Task instructions — Count the lines of the records below that contain the string "gray", treating uppercase and lowercase as different. Reply with the number only.

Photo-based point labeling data
+ + + + + + +

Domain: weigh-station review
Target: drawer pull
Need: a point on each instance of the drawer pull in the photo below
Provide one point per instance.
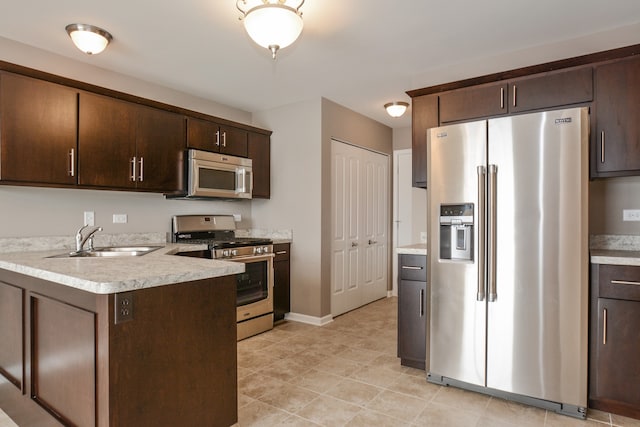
(624, 282)
(604, 326)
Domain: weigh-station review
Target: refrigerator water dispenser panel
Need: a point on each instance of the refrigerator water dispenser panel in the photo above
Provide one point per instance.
(456, 232)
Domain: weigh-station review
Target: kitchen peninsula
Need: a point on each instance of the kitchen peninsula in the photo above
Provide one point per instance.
(146, 340)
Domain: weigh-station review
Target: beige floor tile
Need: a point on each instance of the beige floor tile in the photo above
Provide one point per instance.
(397, 405)
(296, 421)
(435, 415)
(286, 369)
(289, 398)
(318, 381)
(603, 417)
(369, 418)
(619, 420)
(414, 386)
(375, 376)
(338, 366)
(461, 399)
(358, 355)
(354, 392)
(257, 385)
(258, 414)
(329, 411)
(558, 420)
(514, 413)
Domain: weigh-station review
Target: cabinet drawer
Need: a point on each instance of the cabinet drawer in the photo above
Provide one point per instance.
(281, 250)
(413, 267)
(619, 282)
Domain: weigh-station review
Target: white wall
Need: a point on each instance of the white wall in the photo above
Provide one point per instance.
(402, 140)
(295, 195)
(27, 211)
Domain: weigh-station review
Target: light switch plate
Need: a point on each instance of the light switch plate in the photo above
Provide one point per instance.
(119, 218)
(89, 218)
(631, 214)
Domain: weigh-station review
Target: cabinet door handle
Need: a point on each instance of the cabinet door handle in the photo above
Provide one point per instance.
(72, 162)
(141, 174)
(625, 282)
(604, 326)
(133, 169)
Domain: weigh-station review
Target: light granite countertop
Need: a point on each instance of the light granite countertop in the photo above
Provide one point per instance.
(615, 257)
(615, 249)
(106, 275)
(415, 249)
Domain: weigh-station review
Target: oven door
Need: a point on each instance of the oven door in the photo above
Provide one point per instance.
(255, 287)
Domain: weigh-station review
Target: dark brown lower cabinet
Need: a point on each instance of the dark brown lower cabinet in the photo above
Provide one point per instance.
(281, 280)
(173, 363)
(412, 310)
(615, 340)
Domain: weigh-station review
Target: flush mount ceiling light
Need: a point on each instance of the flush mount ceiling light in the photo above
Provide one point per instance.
(88, 38)
(272, 24)
(396, 109)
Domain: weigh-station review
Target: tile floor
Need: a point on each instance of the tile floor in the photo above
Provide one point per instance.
(347, 374)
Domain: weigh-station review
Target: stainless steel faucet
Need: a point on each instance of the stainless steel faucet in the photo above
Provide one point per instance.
(81, 240)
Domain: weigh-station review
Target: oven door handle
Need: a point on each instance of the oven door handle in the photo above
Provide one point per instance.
(250, 258)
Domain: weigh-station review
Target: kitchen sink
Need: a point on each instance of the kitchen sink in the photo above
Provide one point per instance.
(110, 251)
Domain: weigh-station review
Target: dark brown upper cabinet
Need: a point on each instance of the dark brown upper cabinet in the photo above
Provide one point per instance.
(614, 371)
(550, 90)
(424, 111)
(38, 123)
(616, 148)
(473, 102)
(536, 92)
(260, 155)
(129, 146)
(211, 136)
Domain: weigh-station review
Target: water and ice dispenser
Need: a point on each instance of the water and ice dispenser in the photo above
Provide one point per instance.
(456, 232)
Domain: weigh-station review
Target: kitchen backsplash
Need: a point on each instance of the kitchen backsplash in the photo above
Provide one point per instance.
(615, 242)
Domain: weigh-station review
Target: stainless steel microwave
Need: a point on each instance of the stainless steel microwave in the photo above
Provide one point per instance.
(218, 175)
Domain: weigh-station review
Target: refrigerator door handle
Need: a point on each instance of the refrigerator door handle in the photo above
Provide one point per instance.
(482, 235)
(493, 292)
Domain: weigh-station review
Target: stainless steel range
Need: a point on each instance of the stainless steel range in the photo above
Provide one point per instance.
(255, 286)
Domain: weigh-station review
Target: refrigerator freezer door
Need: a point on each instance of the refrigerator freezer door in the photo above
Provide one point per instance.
(457, 319)
(537, 326)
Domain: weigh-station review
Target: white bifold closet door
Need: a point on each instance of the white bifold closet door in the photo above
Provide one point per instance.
(359, 225)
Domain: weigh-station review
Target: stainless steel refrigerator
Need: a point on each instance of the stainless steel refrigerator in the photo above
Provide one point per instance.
(508, 257)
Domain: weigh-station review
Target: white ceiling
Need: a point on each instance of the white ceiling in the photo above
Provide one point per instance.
(358, 53)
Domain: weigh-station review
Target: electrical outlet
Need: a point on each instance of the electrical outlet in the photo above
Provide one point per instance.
(631, 214)
(123, 307)
(119, 218)
(89, 218)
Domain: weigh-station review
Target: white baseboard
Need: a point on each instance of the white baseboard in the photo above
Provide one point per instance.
(310, 320)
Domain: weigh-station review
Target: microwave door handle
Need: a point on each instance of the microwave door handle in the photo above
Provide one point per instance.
(242, 178)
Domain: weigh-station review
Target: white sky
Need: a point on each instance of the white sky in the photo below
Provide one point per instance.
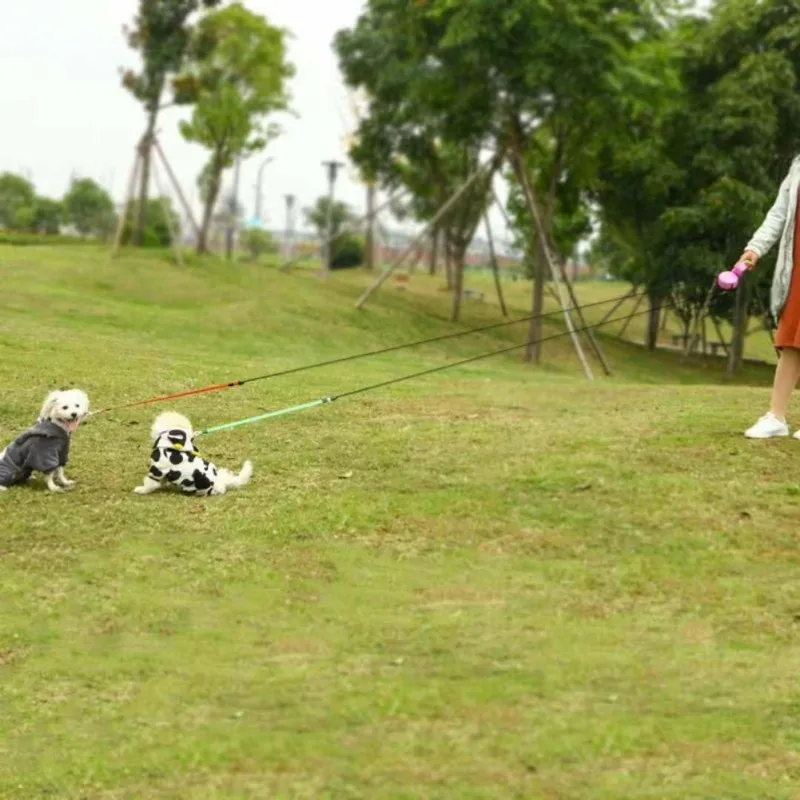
(64, 111)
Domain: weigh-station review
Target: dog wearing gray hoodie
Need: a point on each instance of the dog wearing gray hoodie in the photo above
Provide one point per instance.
(44, 448)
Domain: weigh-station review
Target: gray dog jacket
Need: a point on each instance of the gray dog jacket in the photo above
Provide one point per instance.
(43, 448)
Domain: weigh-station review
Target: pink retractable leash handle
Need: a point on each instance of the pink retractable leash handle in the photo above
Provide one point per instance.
(729, 280)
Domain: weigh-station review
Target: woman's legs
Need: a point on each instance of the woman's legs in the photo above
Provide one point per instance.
(786, 375)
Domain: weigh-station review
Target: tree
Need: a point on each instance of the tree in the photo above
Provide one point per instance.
(681, 189)
(161, 33)
(157, 231)
(89, 208)
(317, 216)
(237, 73)
(391, 55)
(15, 193)
(538, 81)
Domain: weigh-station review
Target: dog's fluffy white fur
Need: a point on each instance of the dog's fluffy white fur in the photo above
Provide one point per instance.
(67, 408)
(175, 461)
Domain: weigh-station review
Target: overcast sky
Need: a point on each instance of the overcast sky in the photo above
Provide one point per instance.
(64, 112)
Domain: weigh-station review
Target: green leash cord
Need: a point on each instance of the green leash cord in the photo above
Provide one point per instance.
(283, 412)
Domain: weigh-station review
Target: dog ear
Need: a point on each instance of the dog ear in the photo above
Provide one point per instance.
(47, 408)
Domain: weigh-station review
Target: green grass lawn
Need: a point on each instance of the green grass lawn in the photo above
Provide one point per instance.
(496, 582)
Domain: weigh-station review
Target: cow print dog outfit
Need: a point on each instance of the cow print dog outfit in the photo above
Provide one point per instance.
(175, 460)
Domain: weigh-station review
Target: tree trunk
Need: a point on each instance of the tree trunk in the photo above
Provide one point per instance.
(533, 352)
(144, 182)
(214, 183)
(434, 252)
(369, 237)
(740, 320)
(448, 262)
(457, 269)
(653, 323)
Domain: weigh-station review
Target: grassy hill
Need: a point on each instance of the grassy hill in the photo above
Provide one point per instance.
(498, 581)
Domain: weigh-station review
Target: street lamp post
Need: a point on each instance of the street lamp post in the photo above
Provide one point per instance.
(258, 186)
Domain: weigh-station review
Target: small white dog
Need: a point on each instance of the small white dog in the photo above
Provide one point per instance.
(45, 447)
(176, 462)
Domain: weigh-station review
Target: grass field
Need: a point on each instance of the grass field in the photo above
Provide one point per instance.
(495, 582)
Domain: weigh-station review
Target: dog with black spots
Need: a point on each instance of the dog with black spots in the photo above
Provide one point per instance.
(175, 462)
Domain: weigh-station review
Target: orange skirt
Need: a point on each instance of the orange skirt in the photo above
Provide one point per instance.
(788, 334)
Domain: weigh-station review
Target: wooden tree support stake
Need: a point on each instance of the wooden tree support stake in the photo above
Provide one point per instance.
(128, 205)
(173, 234)
(518, 165)
(633, 314)
(495, 266)
(384, 276)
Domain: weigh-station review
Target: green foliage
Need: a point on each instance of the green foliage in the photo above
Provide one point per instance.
(317, 215)
(258, 242)
(237, 73)
(19, 239)
(682, 189)
(157, 230)
(43, 215)
(16, 193)
(347, 251)
(89, 208)
(160, 33)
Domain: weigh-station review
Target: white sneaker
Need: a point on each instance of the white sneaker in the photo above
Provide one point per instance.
(767, 427)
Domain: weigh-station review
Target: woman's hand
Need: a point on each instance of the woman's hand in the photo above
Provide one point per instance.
(750, 257)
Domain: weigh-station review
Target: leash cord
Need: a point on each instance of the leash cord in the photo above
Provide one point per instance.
(441, 368)
(355, 357)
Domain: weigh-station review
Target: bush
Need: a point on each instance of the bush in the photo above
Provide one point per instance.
(348, 251)
(18, 239)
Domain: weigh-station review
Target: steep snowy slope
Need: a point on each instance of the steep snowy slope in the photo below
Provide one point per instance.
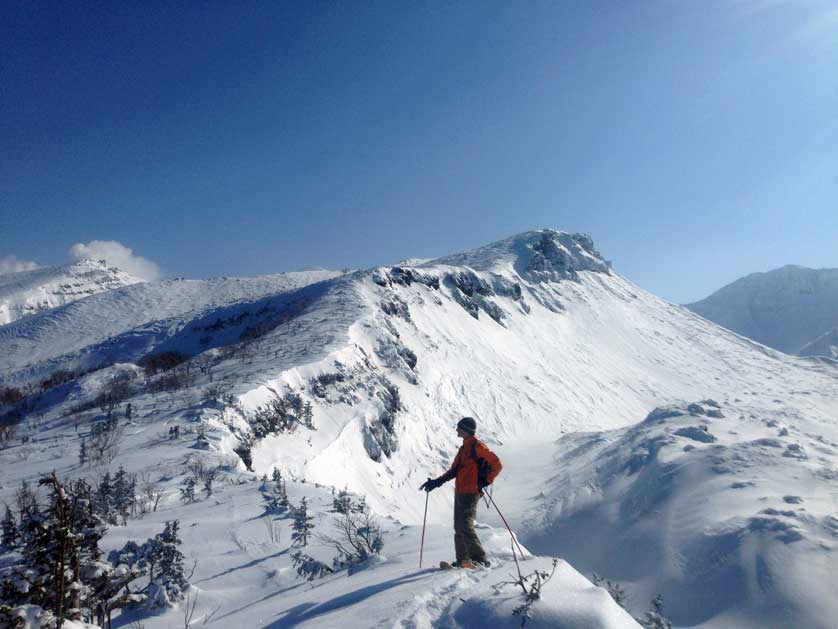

+ + + + + + +

Result of the exercise — 4